提示文
○ ○ ○ ○ ○
おべんきょうノート

自分用です。

嘉永6年6月、12月 清内・栄太郎→大野 2通

嘉永6(1853年)6月24日

吉田清内、栄太郎から大野信吾への書簡。
父である清内が栄太郎(稔麿)と連名にて記したもの。筆跡は清内のものだろうとの事

一筆啓上仕候 甚暑之節に御座候処、先以貴所様・御満家中様御安全に可被成御座珍重の至に奉存候 於為元親子共無意義相勤候間、乍憚貴意易思召可被遣候 且又当夏は殊外厚さ強く難凌、御国元も同様に御座候哉と奉存候

一筆失礼致します。暑い時期でございますが、兎にも角にも貴方様・御家族様方がとても健康にお過ごしとの事、大変喜ばしく存じます。貴方様のご助力の元、我ら親子共難儀無く勤める事が出来ています。また、今年の夏は殊更暑さが厳しく凌ぎがたく、そちら(萩松本村)も同様でしょうかと存じます。
○ ○ ○ ○ ○
保存済みのエントリー
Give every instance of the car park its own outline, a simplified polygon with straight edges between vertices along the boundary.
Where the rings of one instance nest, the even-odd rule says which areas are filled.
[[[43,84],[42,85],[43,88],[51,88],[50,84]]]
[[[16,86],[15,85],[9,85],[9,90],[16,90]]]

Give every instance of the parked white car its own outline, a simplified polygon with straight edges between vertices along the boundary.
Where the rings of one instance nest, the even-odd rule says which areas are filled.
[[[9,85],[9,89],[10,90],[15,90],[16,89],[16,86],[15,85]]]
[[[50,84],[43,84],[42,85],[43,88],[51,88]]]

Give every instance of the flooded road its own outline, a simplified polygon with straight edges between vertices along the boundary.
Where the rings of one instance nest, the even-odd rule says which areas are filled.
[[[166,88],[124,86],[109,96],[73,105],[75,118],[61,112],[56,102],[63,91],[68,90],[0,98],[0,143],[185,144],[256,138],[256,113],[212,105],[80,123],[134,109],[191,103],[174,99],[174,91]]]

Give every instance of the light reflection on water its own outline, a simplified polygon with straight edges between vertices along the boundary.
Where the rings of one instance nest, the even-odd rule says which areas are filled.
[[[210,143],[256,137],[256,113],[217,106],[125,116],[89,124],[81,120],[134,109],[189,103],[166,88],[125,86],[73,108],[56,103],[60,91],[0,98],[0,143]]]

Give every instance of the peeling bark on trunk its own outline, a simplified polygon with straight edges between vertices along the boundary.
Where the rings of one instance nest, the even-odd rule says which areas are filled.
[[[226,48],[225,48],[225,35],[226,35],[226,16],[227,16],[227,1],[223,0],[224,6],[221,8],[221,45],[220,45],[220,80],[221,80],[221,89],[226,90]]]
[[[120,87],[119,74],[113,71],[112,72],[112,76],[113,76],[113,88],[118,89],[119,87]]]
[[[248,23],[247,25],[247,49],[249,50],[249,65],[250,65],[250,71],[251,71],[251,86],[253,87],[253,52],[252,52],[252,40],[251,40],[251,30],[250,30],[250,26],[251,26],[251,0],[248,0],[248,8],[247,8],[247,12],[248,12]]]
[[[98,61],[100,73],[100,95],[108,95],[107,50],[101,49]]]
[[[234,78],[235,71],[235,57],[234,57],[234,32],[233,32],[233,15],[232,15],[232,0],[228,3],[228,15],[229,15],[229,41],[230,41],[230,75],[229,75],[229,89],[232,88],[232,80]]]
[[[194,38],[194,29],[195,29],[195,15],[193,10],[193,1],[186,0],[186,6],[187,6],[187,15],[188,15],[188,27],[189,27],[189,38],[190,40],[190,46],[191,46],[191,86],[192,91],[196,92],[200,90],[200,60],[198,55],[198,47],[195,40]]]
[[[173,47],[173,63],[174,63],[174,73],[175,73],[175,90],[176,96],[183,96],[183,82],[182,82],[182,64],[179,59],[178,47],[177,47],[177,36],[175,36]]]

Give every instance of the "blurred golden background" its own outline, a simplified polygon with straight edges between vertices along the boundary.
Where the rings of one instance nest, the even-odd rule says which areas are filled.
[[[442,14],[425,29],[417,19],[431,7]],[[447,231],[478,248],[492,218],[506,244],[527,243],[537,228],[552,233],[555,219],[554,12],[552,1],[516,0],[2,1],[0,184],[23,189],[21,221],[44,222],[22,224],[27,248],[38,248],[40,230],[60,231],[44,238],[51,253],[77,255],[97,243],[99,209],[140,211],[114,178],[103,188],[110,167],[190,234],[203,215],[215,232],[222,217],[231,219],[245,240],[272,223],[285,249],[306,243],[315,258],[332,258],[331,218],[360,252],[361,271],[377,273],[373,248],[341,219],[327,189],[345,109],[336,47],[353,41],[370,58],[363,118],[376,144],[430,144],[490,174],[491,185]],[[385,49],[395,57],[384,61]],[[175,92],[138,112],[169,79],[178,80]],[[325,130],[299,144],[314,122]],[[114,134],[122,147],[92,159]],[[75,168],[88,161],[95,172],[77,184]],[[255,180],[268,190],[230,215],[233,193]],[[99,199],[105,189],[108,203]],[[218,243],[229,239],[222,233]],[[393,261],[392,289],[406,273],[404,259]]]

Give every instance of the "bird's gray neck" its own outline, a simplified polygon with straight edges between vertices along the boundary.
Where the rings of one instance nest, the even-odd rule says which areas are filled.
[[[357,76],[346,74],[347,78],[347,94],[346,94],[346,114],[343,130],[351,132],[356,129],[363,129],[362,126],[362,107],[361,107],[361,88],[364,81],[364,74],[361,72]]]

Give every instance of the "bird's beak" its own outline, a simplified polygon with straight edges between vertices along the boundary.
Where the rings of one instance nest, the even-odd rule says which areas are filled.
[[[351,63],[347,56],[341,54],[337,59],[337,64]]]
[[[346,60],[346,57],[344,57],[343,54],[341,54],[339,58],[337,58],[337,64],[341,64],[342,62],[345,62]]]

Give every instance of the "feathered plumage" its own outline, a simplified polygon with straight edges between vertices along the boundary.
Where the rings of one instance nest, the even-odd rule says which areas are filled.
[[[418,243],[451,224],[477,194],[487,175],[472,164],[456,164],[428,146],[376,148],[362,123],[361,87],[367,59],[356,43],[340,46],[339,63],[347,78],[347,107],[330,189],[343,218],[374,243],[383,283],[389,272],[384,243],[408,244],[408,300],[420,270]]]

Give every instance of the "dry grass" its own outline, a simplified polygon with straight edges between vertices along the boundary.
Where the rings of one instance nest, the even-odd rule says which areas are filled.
○ ○ ○ ○ ○
課題内容
書簡の勉強ノートのうち「吉田清内、栄太郎から大野信吾への書簡。」から「も同様でしょうかと存じます。」までの部分すべてを、「貴方様」を「あなた様」に差し替えて書き写してください。

解答
吉田清内、栄太郎から大野信吾への書簡。
父である清内が栄太郎(稔麿)と連名にて記したもの。筆跡は清内のものだろうとの事

一筆啓上仕候 甚暑之節に御座候処、先以貴所様・御満家中様御安全に可被成御座珍重の至に奉存候 於為元親子共無意義相勤候間、乍憚貴意易思召可被遣候 且又当夏は殊外厚さ強く難凌、御国元も同様に御座候哉と奉存候

一筆失礼致します。暑い時期でございますが、兎にも角にもあなた様・御家族様方がとても健康にお過ごしとの事、大変喜ばしく存じます。あなた様のご助力の元、我ら親子共難儀無く勤める事が出来ています。また、今年の夏は殊更暑さが厳しく凌ぎがたく、そちら(萩松本村)も同様でしょうかと存じます。